◆ **TEXT SHOWN**:
/---

Ukraine needs to go back to the drawing board for a proper assessment of its national interests and — for once — not the elite interests. The country’s priority should not be NATO but overcoming its own structural obstacles. And in doing so, Kyiv’s starting point should not be the implementation of the Minsk II Agreement — a set of measures concluded in 2015 to solve the conflict in the Donbass and that would risk giving Russia a de facto veto not only over its choice of military alliance but also over its economic orientation. Instead, Ukraine should focus once more on its existing EU reform templates and tap into the abundance of Western financial support and expertise that remains available for its success.

Though some may consider it a steep price, if it could prove to be a way of avoiding renewed destabilization and destruction, Western countries should engage Kyiv in one last round of diplomacy, drawing attention to the advantages in backtracking the country’s unrealistic NATO membership aspirations. They should reiterate their long-standing message that Ukraine should refocus on is its own economic development, and that means sticking to its existing cooperation with the EU and other actors like the International Monetary Fund to improve economic performance and the rule of law at home.

\---

◆ **SUPPLIED DATA**:

/---

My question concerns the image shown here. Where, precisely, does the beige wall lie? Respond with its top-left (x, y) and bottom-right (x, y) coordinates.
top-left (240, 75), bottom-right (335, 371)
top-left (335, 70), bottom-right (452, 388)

\---

◆ **EXERCISE PROMPT**:
Print the part of the Ukraine and NATO text above word for word, beginning at "Though some may" and stopping after "law at home.".

◆ **RESPONSE TO THIS EXERCISE**:
Though some may consider it a steep price, if it could prove to be a way of avoiding renewed destabilization and destruction, Western countries should engage Kyiv in one last round of diplomacy, drawing attention to the advantages in backtracking the country’s unrealistic NATO membership aspirations. They should reiterate their long-standing message that Ukraine should refocus on is its own economic development, and that means sticking to its existing cooperation with the EU and other actors like the International Monetary Fund to improve economic performance and the rule of law at home.